- [Task] Rewrite the stretch of data from the line containing "of the blue" through the line containing "pixel 175 185" as a numbered list, including both of those lines and skipping any blank lines.

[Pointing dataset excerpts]

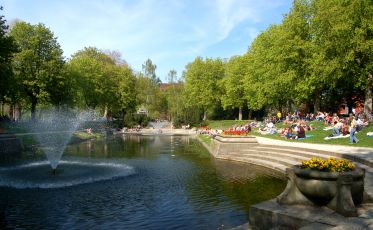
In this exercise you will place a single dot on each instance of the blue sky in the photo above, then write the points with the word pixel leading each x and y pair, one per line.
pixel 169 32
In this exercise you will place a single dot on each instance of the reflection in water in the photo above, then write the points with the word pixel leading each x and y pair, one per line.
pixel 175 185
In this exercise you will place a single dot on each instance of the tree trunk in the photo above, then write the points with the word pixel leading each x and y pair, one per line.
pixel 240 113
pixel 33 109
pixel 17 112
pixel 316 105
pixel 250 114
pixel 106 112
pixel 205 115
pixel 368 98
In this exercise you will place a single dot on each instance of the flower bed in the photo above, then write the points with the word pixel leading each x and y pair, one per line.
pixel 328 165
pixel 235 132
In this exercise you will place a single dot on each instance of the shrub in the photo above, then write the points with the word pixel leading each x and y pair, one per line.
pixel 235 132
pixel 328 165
==
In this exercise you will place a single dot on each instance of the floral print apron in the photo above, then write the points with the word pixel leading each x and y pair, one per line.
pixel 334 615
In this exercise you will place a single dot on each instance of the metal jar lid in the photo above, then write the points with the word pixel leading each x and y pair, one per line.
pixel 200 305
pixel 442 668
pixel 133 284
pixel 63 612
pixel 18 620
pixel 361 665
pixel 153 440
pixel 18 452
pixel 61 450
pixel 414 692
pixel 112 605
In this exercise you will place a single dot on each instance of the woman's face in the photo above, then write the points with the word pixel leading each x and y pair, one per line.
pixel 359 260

- [Result]
1. In this exercise you will place a single dot on each instance of the blue sky in the photo above, then write the points with the word pixel leading each x and y pair, one per line.
2. pixel 169 32
3. In this exercise you will place a single dot on each instance of the reflection in water in the photo above, then write the points with the word pixel leading each x and y pair, one per line.
4. pixel 175 185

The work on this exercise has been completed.